== Goal ==
List each line of the listing below that contains the string "floor". Treat uppercase and lowercase as different.

[Excerpts of point annotation data]
* * *

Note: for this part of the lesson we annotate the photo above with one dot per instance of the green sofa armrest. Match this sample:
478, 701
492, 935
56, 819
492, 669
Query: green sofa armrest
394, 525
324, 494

* * *

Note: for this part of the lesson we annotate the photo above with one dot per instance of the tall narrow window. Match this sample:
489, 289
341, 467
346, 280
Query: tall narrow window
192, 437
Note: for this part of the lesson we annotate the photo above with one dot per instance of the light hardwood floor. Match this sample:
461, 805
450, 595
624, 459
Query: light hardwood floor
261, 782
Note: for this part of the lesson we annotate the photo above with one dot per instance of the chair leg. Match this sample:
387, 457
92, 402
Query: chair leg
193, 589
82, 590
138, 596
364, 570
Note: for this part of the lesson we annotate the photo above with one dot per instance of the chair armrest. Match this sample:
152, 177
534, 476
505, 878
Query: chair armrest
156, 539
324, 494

* * *

== Response to this task ==
Note: for this part of the lesson we annotate the photo above with one dot per instance of the light hardwood floor. Match this sample:
Query: light hardwood floor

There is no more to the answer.